* _Do this_
Pick out every line in the data below that contains the word "windshield", and copy those lines.

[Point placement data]

▼

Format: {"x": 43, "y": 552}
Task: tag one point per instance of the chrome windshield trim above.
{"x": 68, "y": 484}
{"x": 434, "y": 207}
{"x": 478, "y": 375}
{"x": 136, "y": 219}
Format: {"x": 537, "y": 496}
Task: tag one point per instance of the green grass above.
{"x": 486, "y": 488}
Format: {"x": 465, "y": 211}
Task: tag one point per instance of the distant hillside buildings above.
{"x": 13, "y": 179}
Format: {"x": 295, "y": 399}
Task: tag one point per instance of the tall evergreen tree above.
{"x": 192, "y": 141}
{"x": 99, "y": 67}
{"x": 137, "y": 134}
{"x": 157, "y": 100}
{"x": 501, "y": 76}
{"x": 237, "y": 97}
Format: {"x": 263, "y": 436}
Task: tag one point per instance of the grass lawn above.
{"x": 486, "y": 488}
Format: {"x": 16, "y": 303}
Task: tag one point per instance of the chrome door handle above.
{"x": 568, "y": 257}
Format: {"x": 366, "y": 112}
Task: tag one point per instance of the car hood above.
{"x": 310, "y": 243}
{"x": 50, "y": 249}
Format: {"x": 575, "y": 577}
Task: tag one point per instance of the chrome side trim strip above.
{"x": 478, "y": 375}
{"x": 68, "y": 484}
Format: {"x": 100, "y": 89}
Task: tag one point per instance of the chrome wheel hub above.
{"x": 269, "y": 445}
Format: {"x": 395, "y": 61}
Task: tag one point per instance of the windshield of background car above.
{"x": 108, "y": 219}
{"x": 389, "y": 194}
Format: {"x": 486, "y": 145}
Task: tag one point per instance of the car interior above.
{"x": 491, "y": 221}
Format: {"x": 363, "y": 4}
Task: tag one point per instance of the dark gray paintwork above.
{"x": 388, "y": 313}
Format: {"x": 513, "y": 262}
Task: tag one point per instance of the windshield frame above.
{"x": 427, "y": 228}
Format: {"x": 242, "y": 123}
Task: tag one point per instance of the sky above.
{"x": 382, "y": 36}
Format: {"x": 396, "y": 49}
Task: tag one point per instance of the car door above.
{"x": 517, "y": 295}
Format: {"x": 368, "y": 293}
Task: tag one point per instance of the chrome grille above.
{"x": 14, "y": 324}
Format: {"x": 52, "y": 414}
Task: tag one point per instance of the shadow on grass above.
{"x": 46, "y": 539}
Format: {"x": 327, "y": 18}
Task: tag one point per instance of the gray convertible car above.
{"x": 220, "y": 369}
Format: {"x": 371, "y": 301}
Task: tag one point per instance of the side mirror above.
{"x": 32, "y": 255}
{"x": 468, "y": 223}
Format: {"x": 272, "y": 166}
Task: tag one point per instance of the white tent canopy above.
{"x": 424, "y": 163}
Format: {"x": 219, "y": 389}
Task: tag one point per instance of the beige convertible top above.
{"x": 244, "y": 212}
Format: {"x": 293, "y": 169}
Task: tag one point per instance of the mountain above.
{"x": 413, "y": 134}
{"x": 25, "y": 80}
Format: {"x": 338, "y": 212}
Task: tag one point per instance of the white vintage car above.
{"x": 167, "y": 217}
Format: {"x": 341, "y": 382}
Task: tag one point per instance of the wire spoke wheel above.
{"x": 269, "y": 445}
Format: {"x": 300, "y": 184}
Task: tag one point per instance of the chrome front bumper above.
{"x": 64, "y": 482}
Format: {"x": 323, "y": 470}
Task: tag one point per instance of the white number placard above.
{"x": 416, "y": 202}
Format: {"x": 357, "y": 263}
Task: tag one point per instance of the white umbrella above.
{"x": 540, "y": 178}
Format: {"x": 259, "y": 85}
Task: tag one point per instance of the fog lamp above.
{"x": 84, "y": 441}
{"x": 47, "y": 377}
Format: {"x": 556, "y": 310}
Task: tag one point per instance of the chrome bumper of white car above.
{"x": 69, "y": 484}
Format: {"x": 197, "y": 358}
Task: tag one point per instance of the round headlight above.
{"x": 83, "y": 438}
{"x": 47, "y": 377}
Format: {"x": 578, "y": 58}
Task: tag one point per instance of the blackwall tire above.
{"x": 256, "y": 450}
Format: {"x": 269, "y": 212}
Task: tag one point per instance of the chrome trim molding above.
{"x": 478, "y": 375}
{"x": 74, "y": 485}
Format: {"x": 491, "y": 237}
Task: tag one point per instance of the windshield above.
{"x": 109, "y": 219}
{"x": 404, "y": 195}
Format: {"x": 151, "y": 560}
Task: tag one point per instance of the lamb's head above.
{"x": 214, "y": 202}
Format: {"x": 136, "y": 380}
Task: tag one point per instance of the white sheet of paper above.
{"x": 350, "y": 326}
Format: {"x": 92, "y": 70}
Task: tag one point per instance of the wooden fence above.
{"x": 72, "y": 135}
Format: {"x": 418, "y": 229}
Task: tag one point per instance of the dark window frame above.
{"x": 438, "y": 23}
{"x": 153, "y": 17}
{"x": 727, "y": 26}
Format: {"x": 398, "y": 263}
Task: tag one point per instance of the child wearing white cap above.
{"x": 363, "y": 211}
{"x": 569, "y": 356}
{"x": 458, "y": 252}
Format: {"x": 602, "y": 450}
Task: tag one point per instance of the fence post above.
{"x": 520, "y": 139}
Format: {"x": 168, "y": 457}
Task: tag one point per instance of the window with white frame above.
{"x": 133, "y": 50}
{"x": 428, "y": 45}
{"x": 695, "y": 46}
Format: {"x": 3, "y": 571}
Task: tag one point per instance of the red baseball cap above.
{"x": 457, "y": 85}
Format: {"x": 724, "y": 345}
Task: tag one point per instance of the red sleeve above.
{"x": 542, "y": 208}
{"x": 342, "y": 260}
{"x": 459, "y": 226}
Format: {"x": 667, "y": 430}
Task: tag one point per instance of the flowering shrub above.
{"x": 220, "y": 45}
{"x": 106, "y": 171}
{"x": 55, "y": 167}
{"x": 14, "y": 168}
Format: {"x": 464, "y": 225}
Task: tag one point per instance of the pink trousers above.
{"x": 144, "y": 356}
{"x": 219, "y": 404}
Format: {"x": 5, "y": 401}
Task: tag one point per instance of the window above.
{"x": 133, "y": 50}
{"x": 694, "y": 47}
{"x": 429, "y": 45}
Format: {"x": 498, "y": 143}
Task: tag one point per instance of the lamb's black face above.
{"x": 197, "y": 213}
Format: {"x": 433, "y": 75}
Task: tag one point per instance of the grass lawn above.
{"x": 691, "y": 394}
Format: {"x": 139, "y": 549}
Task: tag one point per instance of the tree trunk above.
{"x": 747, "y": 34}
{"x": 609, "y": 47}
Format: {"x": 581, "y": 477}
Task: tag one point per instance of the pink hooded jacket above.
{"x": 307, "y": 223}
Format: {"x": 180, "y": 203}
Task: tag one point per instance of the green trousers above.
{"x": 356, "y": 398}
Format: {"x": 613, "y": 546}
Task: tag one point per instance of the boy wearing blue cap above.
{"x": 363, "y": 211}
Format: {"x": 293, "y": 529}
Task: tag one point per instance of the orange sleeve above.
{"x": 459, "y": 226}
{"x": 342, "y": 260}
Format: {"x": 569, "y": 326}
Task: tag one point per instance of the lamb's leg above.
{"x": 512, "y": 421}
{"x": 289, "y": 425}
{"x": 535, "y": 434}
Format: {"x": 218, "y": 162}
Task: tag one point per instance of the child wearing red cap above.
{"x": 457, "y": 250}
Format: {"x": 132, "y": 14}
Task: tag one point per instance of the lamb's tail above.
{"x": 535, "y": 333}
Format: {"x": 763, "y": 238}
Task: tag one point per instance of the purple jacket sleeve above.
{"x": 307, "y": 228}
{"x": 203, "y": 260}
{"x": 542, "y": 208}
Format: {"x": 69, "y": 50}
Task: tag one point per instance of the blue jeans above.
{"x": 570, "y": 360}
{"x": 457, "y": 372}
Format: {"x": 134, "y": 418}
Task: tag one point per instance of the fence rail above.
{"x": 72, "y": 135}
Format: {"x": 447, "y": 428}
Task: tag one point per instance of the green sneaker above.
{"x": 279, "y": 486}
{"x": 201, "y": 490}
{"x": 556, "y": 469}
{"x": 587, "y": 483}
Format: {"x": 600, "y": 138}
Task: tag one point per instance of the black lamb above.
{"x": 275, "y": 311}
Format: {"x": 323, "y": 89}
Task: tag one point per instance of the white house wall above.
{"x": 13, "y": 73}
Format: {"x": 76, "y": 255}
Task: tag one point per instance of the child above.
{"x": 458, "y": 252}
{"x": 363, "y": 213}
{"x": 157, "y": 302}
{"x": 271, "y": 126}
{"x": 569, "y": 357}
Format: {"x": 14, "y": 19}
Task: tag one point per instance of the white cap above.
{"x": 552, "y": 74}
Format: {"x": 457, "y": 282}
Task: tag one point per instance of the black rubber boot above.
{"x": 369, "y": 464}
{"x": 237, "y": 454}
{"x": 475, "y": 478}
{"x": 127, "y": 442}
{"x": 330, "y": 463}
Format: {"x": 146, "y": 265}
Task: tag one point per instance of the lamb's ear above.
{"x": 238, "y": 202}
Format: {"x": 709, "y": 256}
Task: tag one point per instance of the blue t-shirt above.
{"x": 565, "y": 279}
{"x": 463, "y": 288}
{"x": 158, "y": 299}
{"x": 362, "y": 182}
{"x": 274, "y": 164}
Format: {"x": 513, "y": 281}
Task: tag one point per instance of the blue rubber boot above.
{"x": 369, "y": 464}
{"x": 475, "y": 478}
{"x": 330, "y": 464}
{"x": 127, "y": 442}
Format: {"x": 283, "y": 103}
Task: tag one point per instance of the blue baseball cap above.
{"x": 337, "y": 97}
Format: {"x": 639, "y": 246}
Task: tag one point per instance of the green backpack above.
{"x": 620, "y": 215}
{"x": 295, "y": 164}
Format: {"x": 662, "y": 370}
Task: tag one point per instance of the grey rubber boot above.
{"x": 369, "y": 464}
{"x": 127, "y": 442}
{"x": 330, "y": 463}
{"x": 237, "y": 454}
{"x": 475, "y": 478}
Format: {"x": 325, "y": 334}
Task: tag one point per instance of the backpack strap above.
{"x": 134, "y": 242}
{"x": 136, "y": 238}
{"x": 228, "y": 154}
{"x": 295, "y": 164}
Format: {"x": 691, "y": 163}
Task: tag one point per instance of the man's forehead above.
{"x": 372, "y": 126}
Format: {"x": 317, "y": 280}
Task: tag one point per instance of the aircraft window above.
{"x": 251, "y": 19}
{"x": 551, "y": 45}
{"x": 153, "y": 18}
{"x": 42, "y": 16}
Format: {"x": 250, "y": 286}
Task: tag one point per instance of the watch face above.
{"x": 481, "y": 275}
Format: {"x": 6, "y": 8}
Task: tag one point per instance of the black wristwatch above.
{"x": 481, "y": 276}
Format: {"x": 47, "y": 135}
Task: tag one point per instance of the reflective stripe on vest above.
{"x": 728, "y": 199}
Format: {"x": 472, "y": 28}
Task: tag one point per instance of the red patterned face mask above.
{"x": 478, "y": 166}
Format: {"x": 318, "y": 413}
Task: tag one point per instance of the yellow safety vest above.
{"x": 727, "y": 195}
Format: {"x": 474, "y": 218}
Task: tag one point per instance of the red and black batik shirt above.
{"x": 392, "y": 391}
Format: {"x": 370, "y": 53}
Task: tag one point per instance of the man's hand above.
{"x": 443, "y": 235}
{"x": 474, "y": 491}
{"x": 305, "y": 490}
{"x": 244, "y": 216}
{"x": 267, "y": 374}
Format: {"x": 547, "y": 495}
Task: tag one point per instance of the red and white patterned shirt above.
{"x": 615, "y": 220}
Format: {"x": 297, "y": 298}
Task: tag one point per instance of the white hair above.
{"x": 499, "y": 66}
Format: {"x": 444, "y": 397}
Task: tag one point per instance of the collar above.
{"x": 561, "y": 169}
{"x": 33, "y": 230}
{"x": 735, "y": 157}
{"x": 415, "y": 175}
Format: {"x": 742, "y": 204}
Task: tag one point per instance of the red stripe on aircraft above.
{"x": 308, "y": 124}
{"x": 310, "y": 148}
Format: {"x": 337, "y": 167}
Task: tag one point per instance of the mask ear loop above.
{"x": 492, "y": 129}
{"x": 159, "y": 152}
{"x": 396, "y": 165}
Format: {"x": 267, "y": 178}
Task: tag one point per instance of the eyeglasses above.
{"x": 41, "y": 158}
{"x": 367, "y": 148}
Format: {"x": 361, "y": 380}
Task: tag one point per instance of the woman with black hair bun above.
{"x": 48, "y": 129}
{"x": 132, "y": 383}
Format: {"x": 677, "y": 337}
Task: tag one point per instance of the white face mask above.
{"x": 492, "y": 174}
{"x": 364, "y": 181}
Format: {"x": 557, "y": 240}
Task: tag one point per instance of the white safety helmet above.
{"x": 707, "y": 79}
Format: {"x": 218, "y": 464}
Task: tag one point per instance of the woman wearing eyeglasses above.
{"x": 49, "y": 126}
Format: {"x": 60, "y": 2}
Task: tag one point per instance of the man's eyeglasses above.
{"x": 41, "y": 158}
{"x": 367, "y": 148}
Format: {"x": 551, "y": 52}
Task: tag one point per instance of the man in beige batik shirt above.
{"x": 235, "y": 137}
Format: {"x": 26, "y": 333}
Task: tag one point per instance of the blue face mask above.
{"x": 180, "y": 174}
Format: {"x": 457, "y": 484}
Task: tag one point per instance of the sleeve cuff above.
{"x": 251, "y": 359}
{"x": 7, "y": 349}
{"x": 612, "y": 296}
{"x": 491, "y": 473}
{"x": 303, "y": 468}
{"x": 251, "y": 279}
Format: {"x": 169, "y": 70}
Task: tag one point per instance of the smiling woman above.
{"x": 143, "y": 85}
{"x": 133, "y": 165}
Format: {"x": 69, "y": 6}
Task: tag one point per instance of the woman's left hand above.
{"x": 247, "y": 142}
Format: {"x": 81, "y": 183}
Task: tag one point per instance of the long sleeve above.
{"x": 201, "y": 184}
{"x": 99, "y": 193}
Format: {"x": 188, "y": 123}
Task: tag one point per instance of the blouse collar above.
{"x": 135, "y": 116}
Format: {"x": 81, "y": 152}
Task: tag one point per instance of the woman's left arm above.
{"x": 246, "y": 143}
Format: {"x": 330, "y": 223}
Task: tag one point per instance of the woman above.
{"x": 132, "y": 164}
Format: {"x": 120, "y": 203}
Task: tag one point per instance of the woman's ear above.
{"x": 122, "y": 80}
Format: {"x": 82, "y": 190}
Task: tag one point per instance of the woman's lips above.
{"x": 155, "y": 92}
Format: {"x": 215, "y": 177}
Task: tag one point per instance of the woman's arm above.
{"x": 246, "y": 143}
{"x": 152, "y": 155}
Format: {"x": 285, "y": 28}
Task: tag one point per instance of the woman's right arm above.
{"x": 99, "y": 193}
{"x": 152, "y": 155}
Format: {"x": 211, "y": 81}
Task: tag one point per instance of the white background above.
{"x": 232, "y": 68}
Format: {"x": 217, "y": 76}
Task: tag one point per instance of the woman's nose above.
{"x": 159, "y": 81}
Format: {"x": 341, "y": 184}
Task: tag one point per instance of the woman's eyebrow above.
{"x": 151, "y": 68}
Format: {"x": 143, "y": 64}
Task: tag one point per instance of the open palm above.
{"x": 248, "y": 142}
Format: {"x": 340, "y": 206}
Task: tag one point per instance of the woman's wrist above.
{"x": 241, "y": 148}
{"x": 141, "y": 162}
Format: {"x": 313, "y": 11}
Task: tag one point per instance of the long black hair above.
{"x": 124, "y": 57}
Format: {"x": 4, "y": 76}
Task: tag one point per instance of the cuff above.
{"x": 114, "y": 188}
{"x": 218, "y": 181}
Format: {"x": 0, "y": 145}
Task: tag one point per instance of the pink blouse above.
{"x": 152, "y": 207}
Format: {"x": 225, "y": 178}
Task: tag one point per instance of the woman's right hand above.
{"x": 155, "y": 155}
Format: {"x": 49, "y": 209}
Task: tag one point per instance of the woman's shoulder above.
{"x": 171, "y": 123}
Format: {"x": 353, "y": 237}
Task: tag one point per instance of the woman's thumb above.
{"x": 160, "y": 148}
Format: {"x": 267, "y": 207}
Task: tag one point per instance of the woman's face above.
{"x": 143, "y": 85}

▲

* _Response_
Task: tag one point per instance of the chrome windshield trim above.
Task: tag one point per instance of the windshield of background car above.
Task: tag one point per instance of the windshield frame above.
Task: tag one point per instance of the windshield above.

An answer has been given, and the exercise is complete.